_What to do_: Extract the listing in its entirety, keeping each line identical to the original.

# Records for the exercise start

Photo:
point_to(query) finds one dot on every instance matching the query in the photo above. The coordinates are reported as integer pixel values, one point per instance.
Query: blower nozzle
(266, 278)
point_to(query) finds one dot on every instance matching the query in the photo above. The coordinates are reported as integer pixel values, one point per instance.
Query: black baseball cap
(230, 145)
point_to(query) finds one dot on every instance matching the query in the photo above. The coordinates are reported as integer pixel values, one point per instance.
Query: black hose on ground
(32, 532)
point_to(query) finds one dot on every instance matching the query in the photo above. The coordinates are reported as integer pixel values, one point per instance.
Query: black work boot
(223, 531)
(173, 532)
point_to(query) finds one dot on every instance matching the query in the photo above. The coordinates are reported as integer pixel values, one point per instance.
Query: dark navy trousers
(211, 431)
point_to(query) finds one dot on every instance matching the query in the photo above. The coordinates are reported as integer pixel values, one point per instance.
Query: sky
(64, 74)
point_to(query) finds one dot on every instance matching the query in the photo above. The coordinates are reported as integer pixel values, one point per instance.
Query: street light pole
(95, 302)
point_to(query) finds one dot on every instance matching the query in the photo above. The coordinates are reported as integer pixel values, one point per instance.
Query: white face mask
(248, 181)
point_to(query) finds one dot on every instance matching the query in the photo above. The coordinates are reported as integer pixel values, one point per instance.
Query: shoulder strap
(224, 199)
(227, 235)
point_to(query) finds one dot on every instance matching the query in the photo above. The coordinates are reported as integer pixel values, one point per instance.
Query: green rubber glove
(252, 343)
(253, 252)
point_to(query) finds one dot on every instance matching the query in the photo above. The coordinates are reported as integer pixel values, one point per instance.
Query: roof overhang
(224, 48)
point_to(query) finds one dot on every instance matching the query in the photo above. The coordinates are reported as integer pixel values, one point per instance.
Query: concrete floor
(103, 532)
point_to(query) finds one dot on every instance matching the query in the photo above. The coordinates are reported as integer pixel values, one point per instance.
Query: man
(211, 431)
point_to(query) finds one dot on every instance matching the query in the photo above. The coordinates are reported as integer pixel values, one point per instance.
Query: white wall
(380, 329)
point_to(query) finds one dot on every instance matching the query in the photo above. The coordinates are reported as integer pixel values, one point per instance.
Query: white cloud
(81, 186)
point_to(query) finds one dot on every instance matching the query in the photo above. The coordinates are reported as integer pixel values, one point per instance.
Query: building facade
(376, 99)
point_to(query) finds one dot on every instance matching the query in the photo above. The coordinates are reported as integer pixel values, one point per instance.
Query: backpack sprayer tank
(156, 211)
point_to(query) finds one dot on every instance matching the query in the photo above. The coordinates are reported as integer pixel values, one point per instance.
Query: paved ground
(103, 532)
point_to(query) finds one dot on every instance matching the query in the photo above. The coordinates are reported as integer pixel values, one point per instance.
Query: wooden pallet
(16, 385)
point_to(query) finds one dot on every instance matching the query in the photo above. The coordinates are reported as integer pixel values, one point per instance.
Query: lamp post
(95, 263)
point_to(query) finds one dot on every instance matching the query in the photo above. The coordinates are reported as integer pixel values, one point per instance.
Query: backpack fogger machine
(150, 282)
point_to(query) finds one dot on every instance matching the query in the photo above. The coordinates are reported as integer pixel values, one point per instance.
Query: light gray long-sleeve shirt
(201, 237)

# Records for the exercise end

_The answer_:
Photo:
point_to(query) finds one dot on every instance matching the query in the photo above. The coordinates are reported as integer pixel values, one point per instance.
Query: blower nozzle
(266, 278)
point_to(query) finds one dot on every instance matching the query in the photo above. The coordinates are reported as integer pixel values, one point per instance.
Query: black baseball cap
(230, 145)
point_to(query) finds one dot on every instance matching the query in the photo above. The coordinates are reported as integer pixel values, one point per instance.
Query: black hose on ground
(32, 532)
point_to(query) finds one dot on every instance matching the query in the photo above. The coordinates are reported as integer pixel values, one point per instance.
Query: black work boot
(223, 531)
(173, 532)
point_to(query) finds one dot on every instance matching the query in the photo above. The coordinates are reported as integer pixel values, one point per instance.
Query: dark navy trousers
(211, 431)
point_to(query) finds one dot on every instance matching the query in the photo above. The coordinates are reported as integer pixel values, one point per instance.
Query: sky
(64, 74)
point_to(query) finds one dot on every instance matching the query in the photo above. The coordinates are reported as integer pixel values, one point per instance.
Query: street light pole
(95, 302)
point_to(query) finds one dot on every instance matching the query in the photo above. The coordinates are reported as integer pixel values, one point per instance.
Query: white face mask
(248, 181)
point_to(query) finds one dot on every instance matching the query in the photo above. The coordinates are reported as integer pixel values, one point per instance.
Query: shoulder strap
(224, 199)
(227, 235)
point_to(query) finds one dot on every instance matching the query in the photo above. The coordinates are reported as integer pixel values, one point per instance.
Query: green rubber glove
(252, 343)
(253, 252)
point_to(query) finds one dot on every instance matching the query in the photo above. The coordinates are reported as integer pixel values, one point per instance.
Query: roof overhang
(224, 48)
point_to(query) finds one dot on every instance matching the query in the photo above. The coordinates are reported as integer pixel values, one point per instance.
Query: concrete floor
(103, 532)
point_to(query) finds one dot on every instance matching the query in the photo above. The coordinates are reported as integer pixel values, one point per instance.
Query: man
(211, 431)
point_to(query) finds one dot on every instance matching the query in the photo above. The coordinates are reported as integer pixel values, one point per instance.
Query: white wall
(380, 329)
point_to(query) finds one dot on every instance matching the query in the photo above. The coordinates are reported as integer pixel values, one point per instance.
Query: white cloud
(81, 186)
point_to(query) finds one dot on every instance matching the query in the photo above. The coordinates are reported as integer pixel values, one point per instance.
Query: building facade
(376, 99)
point_to(query) finds one dot on every instance matching the query in the photo above. The coordinates are reported as integer pixel values, one point per instance.
Query: backpack sprayer tank
(156, 211)
point_to(query) finds one dot on every instance matching the query in the photo above. The coordinates are reported as integer pixel values, one point per instance.
Query: paved ground
(103, 532)
point_to(query) finds one dot on every instance matching the query in the photo above. The coordinates are reported as integer pixel values, one point per instance.
Query: wooden pallet
(16, 385)
point_to(query) finds one dot on every instance matching the query in the photo above. The coordinates are reported as integer pixel values, one point per instance.
Query: lamp post
(95, 263)
point_to(query) finds one dot on every instance matching the query in the photo above. The coordinates are reported as integer pixel values, one point per instance.
Query: backpack fogger machine
(150, 282)
point_to(query) finds one dot on every instance matching the query in the photo above. The coordinates are reported as integer pixel values, one point per instance.
Query: light gray long-sleeve shirt
(201, 237)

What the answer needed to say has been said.